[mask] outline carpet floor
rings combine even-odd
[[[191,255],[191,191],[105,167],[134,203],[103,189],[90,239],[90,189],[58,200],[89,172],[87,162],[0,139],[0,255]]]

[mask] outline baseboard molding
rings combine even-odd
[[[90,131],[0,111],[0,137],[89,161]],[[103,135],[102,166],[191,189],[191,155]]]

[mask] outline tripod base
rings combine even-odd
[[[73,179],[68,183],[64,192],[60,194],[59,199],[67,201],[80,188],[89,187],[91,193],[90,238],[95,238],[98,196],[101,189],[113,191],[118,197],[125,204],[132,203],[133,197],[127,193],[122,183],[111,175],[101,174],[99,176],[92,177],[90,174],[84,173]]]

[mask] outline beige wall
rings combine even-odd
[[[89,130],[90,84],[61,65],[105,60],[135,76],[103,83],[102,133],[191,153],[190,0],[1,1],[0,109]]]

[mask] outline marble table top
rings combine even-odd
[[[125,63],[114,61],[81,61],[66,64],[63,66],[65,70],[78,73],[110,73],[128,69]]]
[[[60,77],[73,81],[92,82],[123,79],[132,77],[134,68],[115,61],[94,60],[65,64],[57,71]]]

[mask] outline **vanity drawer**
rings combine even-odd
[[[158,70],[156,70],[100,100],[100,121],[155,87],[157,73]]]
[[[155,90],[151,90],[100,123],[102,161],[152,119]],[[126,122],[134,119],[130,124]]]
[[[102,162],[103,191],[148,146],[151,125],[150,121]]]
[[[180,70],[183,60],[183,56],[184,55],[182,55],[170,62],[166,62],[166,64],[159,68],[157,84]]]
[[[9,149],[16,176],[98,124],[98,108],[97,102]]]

--

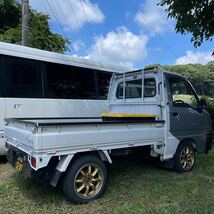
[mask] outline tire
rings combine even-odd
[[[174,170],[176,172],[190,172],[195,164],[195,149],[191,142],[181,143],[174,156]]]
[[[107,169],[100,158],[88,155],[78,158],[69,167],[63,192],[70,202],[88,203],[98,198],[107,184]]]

* _THE PROBLEM_:
Output the records as a two-column CSV with the headers label_request and outline, one row per request. Begin at the line that contains "[mask] outline **vanity drawer**" and stop after the line that contains "[[[9,149],[16,176],[98,124],[98,108],[97,102]]]". Put each request's text and its answer in its own quoted field, with line breaks replaced by spaces.

* _WRITTEN RESPONSE_:
label_request,outline
"[mask] outline **vanity drawer** rings combine even-odd","[[[158,70],[156,70],[100,100],[100,121],[155,87],[157,73]]] [[[155,90],[151,90],[100,123],[102,161],[152,119]],[[126,122],[134,119],[130,124]]] [[[102,162],[103,191],[148,146],[151,125],[150,121]]] [[[180,70],[183,60],[183,56],[184,55],[182,55],[170,62],[166,62],[166,64],[159,68],[157,84]]] [[[9,149],[16,176],[98,124],[98,108],[97,102]]]"